**DOCUMENT TEXT**
Joseph Banigan

Inducted: 2005
Born: 1839
Died: 1898

Joseph Banigan (1839-1898) and his parents were part of a wave of Irish Catholic refugees who fled the Potato Famine in Ireland. Arriving in Rhode Island in 1847, he attended school for one year before becoming a full-time worker at age nine. Over the next fifty years he employed the “pluck and luck” characteristics of Yankee entrepreneurs to build a local footwear empire before assuming the presidency of the United States Rubber Company in 1893.

Banigan was a youthful apprentice in the jewelry industry before tinkering with rubber products. At the age of twenty-one he discovered a way to bypass the vulcanization patent of Charles Goodyear. By 1867 his skill and charisma raised $100,000 in capital to open the Woonsocket Rubber Company in northern Rhode Island. Banigan employed a progressive agenda ranging from labor relations to the latest production methods to build his venture into the premier establishment of its kind in the United States. When he sold the company in 1893 for an incredible $9,000,000, he was already Rhode Island’s first IrishCatholic millionaire. In 1896, he built Providence’s first “skyscraper,” the ten-story Banigan Building on Weybosset Street.

**MATERIAL SHOWN**
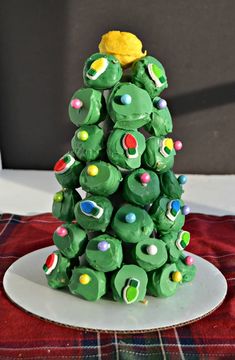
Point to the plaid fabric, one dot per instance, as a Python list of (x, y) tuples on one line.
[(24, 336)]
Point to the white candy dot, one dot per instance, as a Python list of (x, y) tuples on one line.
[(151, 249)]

==

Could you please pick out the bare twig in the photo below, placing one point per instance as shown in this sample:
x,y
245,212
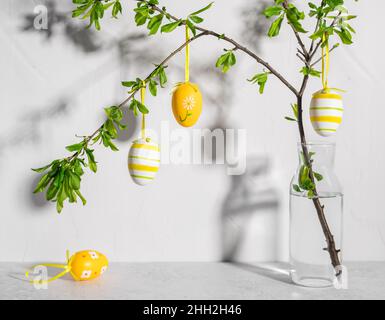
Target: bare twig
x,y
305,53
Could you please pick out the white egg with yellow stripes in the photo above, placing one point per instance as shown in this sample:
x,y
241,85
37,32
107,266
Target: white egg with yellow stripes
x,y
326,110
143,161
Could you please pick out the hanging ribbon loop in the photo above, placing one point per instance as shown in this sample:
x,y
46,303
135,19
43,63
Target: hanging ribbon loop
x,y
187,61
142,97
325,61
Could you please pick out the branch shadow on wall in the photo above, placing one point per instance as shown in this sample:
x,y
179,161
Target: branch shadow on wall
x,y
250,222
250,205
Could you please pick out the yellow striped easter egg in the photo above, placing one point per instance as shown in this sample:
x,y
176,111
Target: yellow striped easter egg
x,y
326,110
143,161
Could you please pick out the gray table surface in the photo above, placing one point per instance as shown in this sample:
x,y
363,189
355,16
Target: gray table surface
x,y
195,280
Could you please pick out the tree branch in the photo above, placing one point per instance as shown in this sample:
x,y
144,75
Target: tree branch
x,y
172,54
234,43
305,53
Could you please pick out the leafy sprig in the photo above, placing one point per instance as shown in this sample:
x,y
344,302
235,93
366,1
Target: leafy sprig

--

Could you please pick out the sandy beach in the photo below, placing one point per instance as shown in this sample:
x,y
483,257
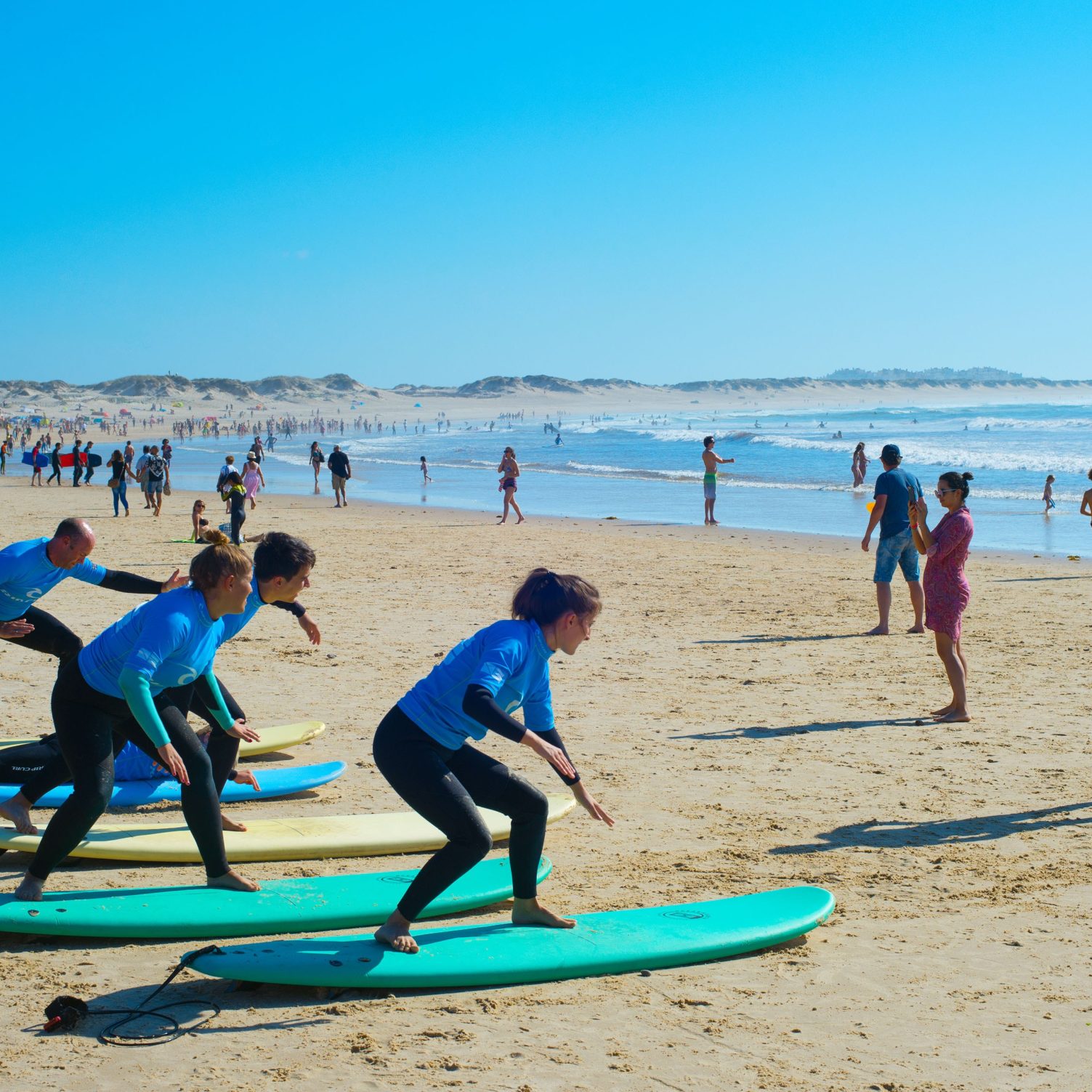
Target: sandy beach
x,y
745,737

**TASK LIST**
1. In the Joseph Banigan biography, return the passage from "Banigan was a" to "on Weybosset Street.".
2. According to the Joseph Banigan biography, for how much did Banigan sell his company in 1893?
3. How would you put this sentence from the Joseph Banigan biography into Spanish: "In 1896, he built Providence's first "skyscraper," the ten-story Banigan Building on Weybosset Street."

**ANSWERS TO THE EXERCISE**
1.
Banigan was a youthful apprentice in the jewelry industry before tinkering with rubber products. At the age of twenty-one he discovered a way to bypass the vulcanization patent of Charles Goodyear. By 1867 his skill and charisma raised $100,000 in capital to open the Woonsocket Rubber Company in northern Rhode Island. Banigan employed a progressive agenda ranging from labor relations to the latest production methods to build his venture into the premier establishment of its kind in the United States. When he sold the company in 1893 for an incredible $9,000,000, he was already Rhode Island’s first IrishCatholic millionaire. In 1896, he built Providence’s first “skyscraper,” the ten-story Banigan Building on Weybosset Street.

2. $9,000,000

3. En 1896 construyó el primer «rascacielos» de Providence, el edificio Banigan de diez pisos en Weybosset Street.